◆ What you should do ◆
Write out the records from the line with "Locate woman in white jersey." through the end of the records, requests included, and shift every coordinate in the answers by adding 132 to it.

* begin Data to use *

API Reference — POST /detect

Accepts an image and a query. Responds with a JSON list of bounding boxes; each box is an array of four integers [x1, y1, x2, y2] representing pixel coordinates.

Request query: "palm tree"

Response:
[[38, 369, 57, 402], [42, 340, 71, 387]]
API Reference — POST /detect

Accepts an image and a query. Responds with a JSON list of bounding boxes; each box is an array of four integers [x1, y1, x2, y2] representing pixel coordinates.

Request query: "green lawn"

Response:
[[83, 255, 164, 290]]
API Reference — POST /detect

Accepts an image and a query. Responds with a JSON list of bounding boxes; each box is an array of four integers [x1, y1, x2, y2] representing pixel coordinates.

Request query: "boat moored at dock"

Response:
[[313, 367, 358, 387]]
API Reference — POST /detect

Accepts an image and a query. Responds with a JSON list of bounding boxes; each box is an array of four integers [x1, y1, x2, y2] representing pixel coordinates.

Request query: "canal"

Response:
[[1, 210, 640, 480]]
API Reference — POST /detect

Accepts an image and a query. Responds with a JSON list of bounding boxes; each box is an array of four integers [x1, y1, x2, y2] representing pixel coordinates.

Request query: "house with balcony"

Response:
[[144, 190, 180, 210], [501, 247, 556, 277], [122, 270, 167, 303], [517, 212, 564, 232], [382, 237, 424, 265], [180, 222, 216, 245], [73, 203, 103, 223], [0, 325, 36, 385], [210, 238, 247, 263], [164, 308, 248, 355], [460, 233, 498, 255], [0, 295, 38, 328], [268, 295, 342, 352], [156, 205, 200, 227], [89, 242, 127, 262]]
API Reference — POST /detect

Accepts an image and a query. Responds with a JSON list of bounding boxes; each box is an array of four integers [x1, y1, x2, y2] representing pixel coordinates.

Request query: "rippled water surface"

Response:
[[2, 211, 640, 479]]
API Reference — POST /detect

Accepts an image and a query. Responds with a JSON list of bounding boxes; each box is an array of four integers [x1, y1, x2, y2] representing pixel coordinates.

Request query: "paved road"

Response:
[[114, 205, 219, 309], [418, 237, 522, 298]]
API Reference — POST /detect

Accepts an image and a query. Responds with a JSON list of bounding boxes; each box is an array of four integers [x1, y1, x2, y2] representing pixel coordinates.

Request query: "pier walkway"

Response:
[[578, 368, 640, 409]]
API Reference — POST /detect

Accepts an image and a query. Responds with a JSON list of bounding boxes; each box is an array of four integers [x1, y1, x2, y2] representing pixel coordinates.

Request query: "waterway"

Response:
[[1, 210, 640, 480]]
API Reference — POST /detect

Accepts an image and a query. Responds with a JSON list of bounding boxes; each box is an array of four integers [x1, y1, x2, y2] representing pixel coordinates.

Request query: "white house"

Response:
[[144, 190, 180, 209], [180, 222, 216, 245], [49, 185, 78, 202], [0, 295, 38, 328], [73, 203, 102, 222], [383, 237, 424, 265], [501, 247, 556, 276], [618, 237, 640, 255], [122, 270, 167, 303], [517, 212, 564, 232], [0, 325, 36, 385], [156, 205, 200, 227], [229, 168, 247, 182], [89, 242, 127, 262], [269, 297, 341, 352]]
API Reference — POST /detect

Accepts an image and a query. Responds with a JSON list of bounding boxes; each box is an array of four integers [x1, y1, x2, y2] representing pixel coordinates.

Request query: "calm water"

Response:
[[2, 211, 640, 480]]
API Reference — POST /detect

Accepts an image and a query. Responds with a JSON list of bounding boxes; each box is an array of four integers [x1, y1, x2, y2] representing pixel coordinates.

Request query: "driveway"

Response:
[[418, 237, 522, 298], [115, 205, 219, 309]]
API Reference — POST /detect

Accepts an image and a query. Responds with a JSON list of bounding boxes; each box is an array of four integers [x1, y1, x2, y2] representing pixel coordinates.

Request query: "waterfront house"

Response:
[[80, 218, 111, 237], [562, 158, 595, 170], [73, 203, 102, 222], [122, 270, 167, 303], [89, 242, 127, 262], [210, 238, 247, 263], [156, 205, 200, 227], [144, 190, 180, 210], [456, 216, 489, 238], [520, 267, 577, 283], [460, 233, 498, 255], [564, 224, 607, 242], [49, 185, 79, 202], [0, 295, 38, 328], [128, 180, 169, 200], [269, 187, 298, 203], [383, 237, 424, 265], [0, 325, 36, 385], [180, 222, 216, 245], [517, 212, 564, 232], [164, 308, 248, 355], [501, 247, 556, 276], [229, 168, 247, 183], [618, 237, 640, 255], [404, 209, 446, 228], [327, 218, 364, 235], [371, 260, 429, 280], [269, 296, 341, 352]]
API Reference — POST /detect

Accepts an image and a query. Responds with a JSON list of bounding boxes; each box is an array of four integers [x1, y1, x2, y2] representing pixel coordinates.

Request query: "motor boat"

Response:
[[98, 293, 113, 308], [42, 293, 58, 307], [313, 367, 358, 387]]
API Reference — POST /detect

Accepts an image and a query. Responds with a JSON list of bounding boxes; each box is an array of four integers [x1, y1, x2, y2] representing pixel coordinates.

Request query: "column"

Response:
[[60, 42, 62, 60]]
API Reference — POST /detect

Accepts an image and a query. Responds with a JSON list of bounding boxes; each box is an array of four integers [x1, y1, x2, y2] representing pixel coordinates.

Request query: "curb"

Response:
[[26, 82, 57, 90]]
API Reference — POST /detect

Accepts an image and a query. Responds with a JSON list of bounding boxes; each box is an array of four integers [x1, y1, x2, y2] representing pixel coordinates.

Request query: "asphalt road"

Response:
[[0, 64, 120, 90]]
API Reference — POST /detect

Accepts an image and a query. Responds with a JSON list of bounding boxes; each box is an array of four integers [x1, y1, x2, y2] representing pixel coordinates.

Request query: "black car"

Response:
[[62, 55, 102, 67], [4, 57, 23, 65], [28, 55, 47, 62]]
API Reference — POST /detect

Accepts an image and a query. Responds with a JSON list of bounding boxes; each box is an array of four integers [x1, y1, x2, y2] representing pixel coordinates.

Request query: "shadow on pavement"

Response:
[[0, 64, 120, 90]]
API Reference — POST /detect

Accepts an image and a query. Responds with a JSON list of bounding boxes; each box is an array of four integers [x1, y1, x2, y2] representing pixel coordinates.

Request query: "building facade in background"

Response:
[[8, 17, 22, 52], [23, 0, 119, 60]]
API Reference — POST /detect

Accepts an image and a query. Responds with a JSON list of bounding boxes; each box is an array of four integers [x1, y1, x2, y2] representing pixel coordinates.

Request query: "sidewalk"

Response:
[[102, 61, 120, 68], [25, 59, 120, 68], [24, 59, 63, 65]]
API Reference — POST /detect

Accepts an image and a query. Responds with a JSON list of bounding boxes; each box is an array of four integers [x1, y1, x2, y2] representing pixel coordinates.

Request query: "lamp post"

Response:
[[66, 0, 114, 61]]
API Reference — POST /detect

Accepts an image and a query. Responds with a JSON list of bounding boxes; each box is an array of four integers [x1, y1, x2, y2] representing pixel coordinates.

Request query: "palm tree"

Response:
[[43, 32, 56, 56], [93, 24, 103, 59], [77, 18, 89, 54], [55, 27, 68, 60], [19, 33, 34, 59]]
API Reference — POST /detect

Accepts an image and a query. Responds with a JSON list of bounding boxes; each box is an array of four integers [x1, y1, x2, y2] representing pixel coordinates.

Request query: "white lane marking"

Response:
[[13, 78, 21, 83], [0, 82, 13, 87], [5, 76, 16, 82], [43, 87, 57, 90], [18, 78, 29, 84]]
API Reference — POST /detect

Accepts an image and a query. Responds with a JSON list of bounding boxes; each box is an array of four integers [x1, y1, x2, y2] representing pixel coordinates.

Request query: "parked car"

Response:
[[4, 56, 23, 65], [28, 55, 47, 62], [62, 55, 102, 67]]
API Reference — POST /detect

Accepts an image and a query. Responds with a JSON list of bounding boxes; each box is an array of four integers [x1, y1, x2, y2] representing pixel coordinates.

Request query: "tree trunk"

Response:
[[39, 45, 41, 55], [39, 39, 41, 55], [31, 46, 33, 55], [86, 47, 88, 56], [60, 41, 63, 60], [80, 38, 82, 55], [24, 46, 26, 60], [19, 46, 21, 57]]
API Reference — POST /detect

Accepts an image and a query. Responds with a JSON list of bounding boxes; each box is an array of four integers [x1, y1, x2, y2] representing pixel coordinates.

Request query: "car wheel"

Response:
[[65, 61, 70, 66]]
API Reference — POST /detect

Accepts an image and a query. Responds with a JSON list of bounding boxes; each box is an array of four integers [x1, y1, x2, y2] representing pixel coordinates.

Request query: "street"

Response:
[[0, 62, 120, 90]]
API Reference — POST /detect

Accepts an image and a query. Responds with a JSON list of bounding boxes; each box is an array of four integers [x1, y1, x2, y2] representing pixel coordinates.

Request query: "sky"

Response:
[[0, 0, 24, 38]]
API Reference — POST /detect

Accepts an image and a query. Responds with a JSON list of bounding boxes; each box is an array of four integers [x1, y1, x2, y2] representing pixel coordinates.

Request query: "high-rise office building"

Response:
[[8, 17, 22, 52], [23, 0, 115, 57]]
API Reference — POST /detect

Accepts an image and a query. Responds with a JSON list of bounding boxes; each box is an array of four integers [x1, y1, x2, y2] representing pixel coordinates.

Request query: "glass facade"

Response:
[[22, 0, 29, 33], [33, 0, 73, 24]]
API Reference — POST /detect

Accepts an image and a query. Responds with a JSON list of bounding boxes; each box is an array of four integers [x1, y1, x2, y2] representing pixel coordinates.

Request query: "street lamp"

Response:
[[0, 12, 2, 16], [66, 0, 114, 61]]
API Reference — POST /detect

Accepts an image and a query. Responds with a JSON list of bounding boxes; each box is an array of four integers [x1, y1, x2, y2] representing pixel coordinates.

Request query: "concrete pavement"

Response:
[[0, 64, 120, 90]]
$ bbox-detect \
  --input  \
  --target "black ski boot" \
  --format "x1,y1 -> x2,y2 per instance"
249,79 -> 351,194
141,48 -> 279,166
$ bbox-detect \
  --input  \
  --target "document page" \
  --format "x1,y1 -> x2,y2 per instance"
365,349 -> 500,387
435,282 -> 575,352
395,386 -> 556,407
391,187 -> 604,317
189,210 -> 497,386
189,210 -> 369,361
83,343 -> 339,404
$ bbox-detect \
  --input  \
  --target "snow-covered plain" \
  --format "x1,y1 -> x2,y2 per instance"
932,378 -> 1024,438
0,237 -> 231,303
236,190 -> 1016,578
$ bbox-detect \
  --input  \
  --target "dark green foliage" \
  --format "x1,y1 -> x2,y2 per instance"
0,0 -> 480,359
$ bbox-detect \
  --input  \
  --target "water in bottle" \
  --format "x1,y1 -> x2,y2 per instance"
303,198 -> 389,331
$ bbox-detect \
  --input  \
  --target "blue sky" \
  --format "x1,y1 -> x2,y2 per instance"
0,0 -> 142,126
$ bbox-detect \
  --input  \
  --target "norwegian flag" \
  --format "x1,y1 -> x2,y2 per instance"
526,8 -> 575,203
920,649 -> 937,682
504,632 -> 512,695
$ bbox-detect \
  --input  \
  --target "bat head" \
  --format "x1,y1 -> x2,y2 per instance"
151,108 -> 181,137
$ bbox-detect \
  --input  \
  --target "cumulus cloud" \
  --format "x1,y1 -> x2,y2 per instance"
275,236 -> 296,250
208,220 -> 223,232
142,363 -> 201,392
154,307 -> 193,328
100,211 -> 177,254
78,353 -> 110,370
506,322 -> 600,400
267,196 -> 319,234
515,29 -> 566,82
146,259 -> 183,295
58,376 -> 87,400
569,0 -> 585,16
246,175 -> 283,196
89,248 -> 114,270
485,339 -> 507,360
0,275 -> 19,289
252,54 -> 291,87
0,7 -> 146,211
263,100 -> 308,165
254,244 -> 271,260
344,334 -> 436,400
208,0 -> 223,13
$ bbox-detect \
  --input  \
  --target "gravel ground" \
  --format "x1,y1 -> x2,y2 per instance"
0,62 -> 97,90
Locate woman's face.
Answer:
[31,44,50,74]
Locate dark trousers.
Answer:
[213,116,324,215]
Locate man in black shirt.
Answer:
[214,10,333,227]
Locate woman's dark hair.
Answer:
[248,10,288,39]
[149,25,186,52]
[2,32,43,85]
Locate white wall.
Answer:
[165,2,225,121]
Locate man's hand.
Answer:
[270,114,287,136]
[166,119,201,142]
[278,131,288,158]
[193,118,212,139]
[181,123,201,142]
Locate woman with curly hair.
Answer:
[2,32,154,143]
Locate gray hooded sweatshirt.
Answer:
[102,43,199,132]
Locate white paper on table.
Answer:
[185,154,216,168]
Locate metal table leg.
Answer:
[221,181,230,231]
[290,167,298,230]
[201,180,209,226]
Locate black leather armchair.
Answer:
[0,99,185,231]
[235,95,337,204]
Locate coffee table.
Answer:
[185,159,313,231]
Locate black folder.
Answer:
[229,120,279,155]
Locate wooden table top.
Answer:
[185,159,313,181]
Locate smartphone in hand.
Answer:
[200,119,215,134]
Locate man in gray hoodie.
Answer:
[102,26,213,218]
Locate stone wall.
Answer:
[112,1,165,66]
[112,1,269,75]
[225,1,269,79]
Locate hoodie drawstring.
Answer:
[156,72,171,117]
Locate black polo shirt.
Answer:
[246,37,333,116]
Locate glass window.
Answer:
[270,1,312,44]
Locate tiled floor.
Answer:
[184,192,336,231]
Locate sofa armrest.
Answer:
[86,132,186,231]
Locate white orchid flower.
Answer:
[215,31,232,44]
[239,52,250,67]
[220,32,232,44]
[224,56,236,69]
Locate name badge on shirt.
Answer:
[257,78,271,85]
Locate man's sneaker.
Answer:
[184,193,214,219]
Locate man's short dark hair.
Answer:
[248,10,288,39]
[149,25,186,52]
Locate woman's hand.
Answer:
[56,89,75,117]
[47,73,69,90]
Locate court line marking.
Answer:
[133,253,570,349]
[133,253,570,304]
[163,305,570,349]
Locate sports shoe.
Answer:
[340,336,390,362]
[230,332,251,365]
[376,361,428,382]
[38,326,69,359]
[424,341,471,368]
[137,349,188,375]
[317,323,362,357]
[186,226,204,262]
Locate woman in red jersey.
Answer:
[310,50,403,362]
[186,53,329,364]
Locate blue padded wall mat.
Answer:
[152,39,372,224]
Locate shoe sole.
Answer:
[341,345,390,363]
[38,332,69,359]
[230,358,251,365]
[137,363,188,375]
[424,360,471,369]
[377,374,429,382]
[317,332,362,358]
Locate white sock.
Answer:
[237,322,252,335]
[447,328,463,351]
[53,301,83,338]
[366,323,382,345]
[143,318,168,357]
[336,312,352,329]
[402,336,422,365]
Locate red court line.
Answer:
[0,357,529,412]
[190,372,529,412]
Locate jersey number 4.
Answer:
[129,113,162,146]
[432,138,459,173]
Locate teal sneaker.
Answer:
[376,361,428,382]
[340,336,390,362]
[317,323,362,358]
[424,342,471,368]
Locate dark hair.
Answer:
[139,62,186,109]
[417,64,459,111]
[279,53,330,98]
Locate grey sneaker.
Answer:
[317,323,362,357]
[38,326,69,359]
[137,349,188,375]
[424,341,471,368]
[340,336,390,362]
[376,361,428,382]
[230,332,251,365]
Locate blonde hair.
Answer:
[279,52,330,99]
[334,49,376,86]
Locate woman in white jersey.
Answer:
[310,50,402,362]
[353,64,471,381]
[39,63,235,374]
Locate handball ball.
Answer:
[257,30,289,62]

* end Data to use *

◆ The result ◆
Locate woman in white jersey.
Answer:
[442,182,534,494]
[485,196,603,513]
[171,195,367,506]
Locate handball ball.
Answer:
[389,162,421,194]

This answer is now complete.